● **EXERCISE DETAILS**: All of the data should be repeated exactly; pictures are not part of the copy.

● **PROVIDED INFORMATION**:
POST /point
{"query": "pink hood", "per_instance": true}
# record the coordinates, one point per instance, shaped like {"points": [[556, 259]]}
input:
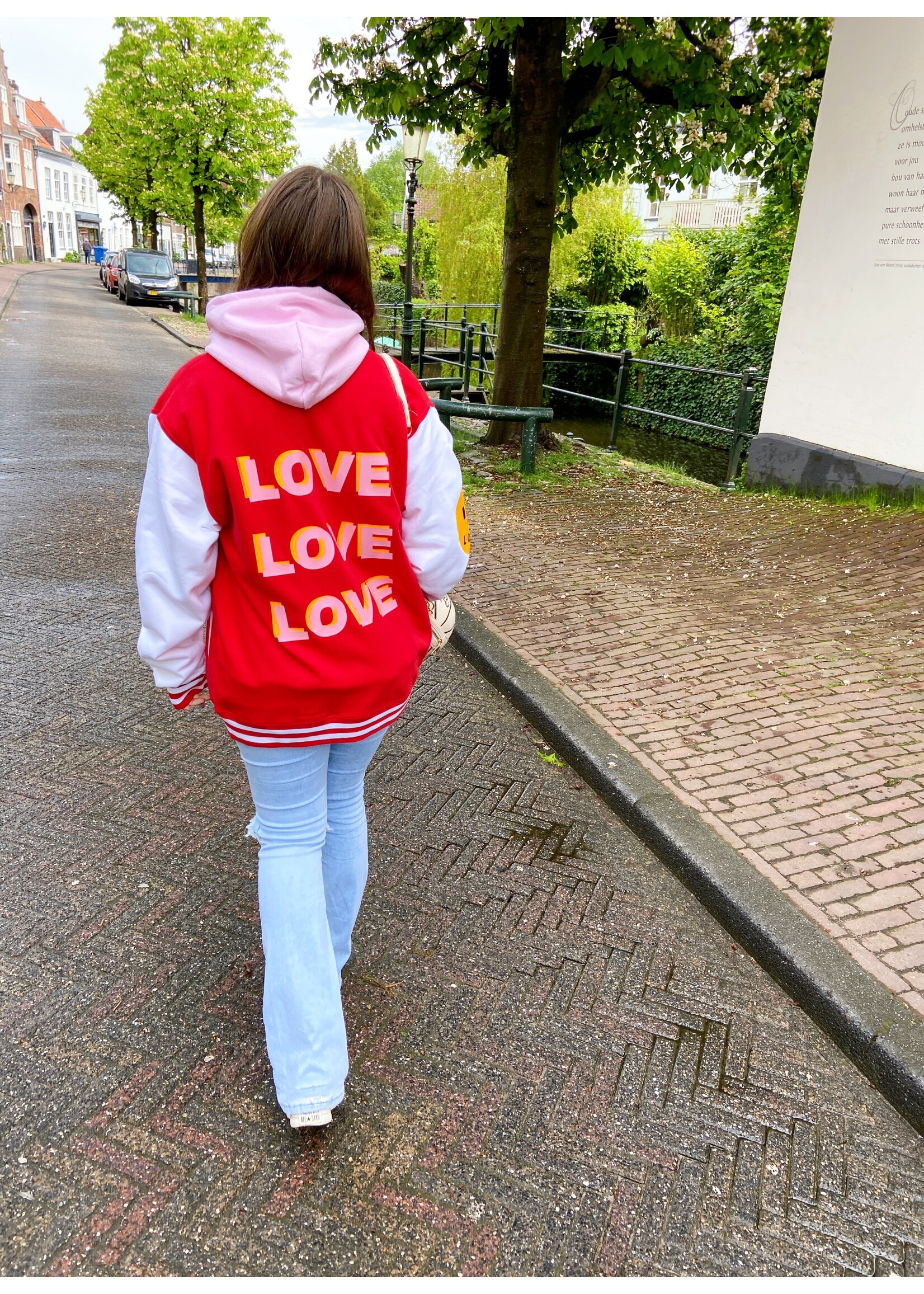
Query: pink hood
{"points": [[298, 345]]}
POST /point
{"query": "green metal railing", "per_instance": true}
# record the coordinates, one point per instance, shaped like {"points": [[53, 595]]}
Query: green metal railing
{"points": [[474, 352], [531, 418]]}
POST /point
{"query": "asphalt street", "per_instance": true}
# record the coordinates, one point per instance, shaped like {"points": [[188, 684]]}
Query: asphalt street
{"points": [[561, 1064]]}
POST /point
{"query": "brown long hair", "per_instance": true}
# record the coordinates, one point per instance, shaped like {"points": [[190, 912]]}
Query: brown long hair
{"points": [[307, 230]]}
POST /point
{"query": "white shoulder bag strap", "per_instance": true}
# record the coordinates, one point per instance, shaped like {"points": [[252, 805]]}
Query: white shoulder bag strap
{"points": [[399, 389]]}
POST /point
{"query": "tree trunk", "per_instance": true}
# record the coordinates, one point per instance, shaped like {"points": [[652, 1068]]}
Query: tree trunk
{"points": [[200, 233], [530, 217]]}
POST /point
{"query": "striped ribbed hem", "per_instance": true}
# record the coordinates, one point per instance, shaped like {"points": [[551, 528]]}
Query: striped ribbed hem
{"points": [[319, 735], [182, 698]]}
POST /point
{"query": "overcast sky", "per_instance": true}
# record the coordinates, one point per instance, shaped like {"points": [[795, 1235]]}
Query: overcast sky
{"points": [[59, 60]]}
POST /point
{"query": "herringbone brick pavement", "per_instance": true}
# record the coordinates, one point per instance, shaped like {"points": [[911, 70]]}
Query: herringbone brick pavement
{"points": [[561, 1063], [762, 658]]}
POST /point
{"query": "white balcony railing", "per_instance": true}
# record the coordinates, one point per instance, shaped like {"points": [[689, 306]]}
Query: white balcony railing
{"points": [[686, 214], [728, 214]]}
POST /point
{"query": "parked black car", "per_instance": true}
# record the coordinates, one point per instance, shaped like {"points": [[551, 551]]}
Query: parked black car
{"points": [[148, 276]]}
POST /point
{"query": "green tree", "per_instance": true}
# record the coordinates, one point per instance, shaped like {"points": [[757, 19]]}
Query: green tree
{"points": [[123, 153], [751, 293], [604, 257], [209, 92], [676, 280], [470, 230], [575, 101], [343, 159]]}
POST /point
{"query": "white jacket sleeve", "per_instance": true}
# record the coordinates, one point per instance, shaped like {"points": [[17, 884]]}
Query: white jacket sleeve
{"points": [[175, 553], [434, 528]]}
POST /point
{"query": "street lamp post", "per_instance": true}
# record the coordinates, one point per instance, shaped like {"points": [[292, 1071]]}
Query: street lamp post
{"points": [[414, 150]]}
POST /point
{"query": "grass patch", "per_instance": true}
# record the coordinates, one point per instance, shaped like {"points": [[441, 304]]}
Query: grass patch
{"points": [[497, 468], [871, 498]]}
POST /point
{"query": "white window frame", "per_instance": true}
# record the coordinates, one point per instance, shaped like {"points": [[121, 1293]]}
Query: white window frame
{"points": [[12, 163]]}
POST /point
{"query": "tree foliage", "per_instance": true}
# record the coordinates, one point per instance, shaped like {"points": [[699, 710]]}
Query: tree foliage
{"points": [[604, 257], [196, 105], [657, 98], [470, 230], [676, 280], [572, 102]]}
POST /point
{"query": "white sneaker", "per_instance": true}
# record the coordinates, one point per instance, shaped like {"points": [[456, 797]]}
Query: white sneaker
{"points": [[316, 1119]]}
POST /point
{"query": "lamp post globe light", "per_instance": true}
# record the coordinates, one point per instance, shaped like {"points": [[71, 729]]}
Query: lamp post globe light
{"points": [[416, 140]]}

● **WRITTEN ANSWER**:
POST /point
{"query": "pink hood", "per_instance": true}
# record the coordinates, one point per instance, shaped like {"points": [[556, 259]]}
input:
Query: pink hood
{"points": [[298, 345]]}
POST /point
{"query": "green metal railing", "per_instance": true}
# record the coordinates, one point per instance, shaped like {"points": [[53, 595]]}
Query: green metal railing
{"points": [[474, 352], [531, 418]]}
POST /point
{"query": "asphalt street", "per_instance": true}
# record the coordinates, one point per instance, shaped like {"points": [[188, 684]]}
Query: asphalt street
{"points": [[561, 1064]]}
POST /point
{"query": "brown long hair", "per_instance": true}
# record the coordinates, one point per instance, shaped like {"points": [[190, 912]]}
Query: brown long hair
{"points": [[307, 230]]}
POST /point
{"query": "white shoulder bag strap", "per_instance": true}
# record the coordinates, one point per instance, shaped like {"points": [[252, 805]]}
Query: white shoulder bag strap
{"points": [[399, 389]]}
POST /point
{"query": "tree trunk", "per_instance": true}
# record the coordinates, one point per instance, shaped like {"points": [[652, 1068]]}
Query: tree trunk
{"points": [[200, 233], [530, 217]]}
POST /point
{"query": "striped ribbed hem", "per_instance": true}
# record the coordinates, one point per instance, shaped like {"points": [[551, 528]]}
Query: striped ribbed hem
{"points": [[319, 735], [182, 698]]}
POST /point
{"query": "overcast sky", "per_instance": true}
# record the coordinates, one point per instance, shaped like {"points": [[795, 1235]]}
Query: overcast sky
{"points": [[59, 60]]}
POST /point
{"query": "herringbone brick pavement", "per_instance": true}
# record the coordinates, one point per instance, shaped like {"points": [[911, 70]]}
Query: herringbone brick pavement
{"points": [[561, 1063], [762, 658]]}
POST /point
{"query": "white balcony railing", "per_instance": true}
# record the coordinates, one point per instance, shaped like {"points": [[689, 306]]}
Query: white balcony railing
{"points": [[686, 214], [728, 214]]}
POST /point
{"query": "parked black car", "per_instance": true}
# record the coordinates, one point per instance, shaped like {"points": [[551, 551]]}
Query: parked black car
{"points": [[148, 276]]}
POST /point
{"query": "green tree", "per_instance": true}
# record the coordinates, one point per instance, shaped like {"points": [[757, 19]]}
Query: green tree
{"points": [[123, 153], [751, 293], [604, 257], [209, 92], [676, 280], [470, 230], [575, 101], [343, 159]]}
POST /point
{"query": "white jacket sleeve", "per_instance": true}
# record the coordinates, one point per instance, shaped like {"points": [[17, 884]]}
Query: white jacket sleeve
{"points": [[175, 553], [434, 528]]}
POST /point
{"query": "street lamp post", "per_instance": true}
# record the coordinates, one point per instance, shaped like {"points": [[292, 1071]]}
Query: street lamp post
{"points": [[414, 150]]}
POST /point
{"query": "grass patch", "per_instance": true}
# record the coordinates, one point per instance, shaped like {"points": [[441, 304]]}
Query: grass patch
{"points": [[497, 468], [871, 498]]}
POST /point
{"query": "white window frame", "per_instance": true}
# record the coordinates, one point per instance, shaped like {"points": [[121, 1293]]}
Query: white window frame
{"points": [[12, 163]]}
POST /point
{"query": "tree foliage", "per_instance": true}
# record the coordinates, one point per instance, shaped like {"points": [[699, 710]]}
Query: tree foliage
{"points": [[604, 257], [196, 105], [657, 98], [470, 230], [676, 280], [572, 102]]}
POST /point
{"query": "white sneaker", "per_instance": true}
# record the coordinates, one point per instance, shaped like {"points": [[456, 797]]}
Query: white sneaker
{"points": [[316, 1119]]}
POST /point
{"query": "lamp post globe light", "per_instance": true}
# record the coordinates, one point per instance, shaped like {"points": [[71, 729]]}
Query: lamp post globe light
{"points": [[416, 140]]}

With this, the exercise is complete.